* _YOUR TASK_
Exactly as written, transcribe the data that follows.

BEGIN

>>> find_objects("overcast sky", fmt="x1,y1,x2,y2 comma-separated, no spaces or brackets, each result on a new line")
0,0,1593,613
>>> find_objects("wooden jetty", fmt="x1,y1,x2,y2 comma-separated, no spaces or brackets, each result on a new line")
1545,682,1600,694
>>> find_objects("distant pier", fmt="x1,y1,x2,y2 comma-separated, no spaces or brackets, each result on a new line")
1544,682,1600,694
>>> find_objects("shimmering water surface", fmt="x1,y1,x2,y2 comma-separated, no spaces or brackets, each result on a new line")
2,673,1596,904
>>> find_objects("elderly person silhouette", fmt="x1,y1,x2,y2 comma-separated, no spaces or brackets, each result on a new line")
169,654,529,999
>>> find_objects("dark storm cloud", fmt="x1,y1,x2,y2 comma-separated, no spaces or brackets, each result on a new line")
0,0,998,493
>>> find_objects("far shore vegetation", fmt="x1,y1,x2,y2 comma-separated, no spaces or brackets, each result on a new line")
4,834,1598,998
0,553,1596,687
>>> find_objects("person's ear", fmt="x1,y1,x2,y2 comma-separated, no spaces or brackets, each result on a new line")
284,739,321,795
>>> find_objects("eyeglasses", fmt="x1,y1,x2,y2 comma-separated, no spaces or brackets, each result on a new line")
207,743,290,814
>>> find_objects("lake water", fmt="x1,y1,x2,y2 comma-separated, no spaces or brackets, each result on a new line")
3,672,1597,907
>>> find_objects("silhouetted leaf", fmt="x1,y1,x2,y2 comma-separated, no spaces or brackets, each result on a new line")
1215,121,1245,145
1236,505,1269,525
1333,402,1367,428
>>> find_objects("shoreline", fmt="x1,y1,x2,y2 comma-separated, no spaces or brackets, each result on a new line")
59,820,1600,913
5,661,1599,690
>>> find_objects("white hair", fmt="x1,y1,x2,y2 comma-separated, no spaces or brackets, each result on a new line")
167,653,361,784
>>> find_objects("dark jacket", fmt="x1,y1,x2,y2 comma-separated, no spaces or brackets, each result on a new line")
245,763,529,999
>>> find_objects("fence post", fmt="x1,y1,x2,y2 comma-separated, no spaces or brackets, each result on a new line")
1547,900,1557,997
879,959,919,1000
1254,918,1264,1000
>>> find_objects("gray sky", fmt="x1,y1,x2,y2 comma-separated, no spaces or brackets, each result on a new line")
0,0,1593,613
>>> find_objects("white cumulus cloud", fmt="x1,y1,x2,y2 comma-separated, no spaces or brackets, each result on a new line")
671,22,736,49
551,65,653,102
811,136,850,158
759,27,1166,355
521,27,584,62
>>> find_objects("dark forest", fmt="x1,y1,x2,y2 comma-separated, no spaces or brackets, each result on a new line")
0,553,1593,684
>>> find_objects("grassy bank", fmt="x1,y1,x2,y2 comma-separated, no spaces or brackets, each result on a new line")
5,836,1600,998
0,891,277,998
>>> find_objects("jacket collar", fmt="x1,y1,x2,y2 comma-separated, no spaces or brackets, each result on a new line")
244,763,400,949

END

* _SOLUTION_
>>> find_objects("overcast sky", fmt="x1,y1,x2,y2 comma-separated, no spaces or brackets, each result on a new line")
0,0,1593,613
>>> find_objects("wooden jetty", fmt="x1,y1,x2,y2 comma-separated, no spaces or brackets, each result on a new line")
1545,682,1600,694
>>> find_objects("distant pier", fmt="x1,y1,x2,y2 comma-separated, no spaces or brackets, each result on a new line")
1544,682,1600,694
>>> find_objects("shimmering water surface", fmt="x1,y1,x2,y2 comma-separated, no spaces or brackets, each result on a new line")
2,673,1596,904
>>> find_objects("elderly person silhouette", fmt="x1,y1,x2,y2 comma-separated, no spaces or brackets, each result on a new line")
169,654,529,999
>>> find_objects("dark storm cloud", fmt="x1,y1,x2,y2 comma-separated, no spaces or brackets, each result on a new line")
0,0,998,493
>>> find_objects("far shore vegetation", fmt="x1,y1,x2,y2 comma-separated, no spaces or brackets, each result on a new line")
4,834,1598,998
0,553,1596,687
>>> find_objects("person's ear", fmt="x1,y1,x2,y2 comma-separated, no spaces or brackets, each result on a new line")
284,739,321,795
>>> find_objects("eyeglasses", fmt="x1,y1,x2,y2 comma-separated, no spaces or brackets, each result on a new line")
207,743,290,814
>>> find_objects("lake water", fmt="x1,y1,x2,y2 comma-separated, no spaces or brackets, each result on a new line")
3,672,1597,907
>>> find_objects("silhouetted leaf", fmt="x1,y1,x2,y2 comma-separated, no spaces or brackets, each result on a new line")
1215,121,1245,145
1236,505,1269,525
1333,402,1367,428
>>> find_objects("shoreline", fmt="x1,y1,x2,y2 comma-separated, no spaces or brackets, each result on a new line")
59,820,1600,913
5,661,1599,690
>>> find_objects("white hair", fmt="x1,y1,x2,y2 comma-separated, no spaces or brackets, each result on a new line")
167,653,361,784
>>> find_objects("dark jacket", fmt="x1,y1,x2,y2 comma-separated, no spaces or brackets, each result on a new line")
245,763,529,999
>>> find_objects("fence post", fmt="x1,y1,x2,y2 comma-separated, no spaces or brackets, each result on a new line")
1547,900,1557,997
879,959,919,1000
1254,918,1264,1000
>>> find_objects("gray sky", fmt="x1,y1,x2,y2 comma-separated, no spaces or brackets, each result on a new line")
0,0,1593,613
>>> find_objects("white cumulus cloud", fmt="x1,y1,x2,y2 comma-separated, no spaces or brackets, each result on a new line")
671,22,736,49
551,65,653,102
811,136,850,158
759,27,1166,355
521,27,584,62
>>> find_objects("dark forest", fmt="x1,y1,x2,y2 comma-separated, no spaces or brackets, each result on a new line")
0,553,1593,684
>>> find_objects("grassy bank", fmt="x1,y1,x2,y2 comma-separated, no spaces or brackets, each result on a new line")
5,836,1600,998
0,891,277,998
>>> find_objects("jacket collar", fmt="x1,y1,x2,y2 comma-separated, no spaces or brackets, each result on a new line")
244,763,400,949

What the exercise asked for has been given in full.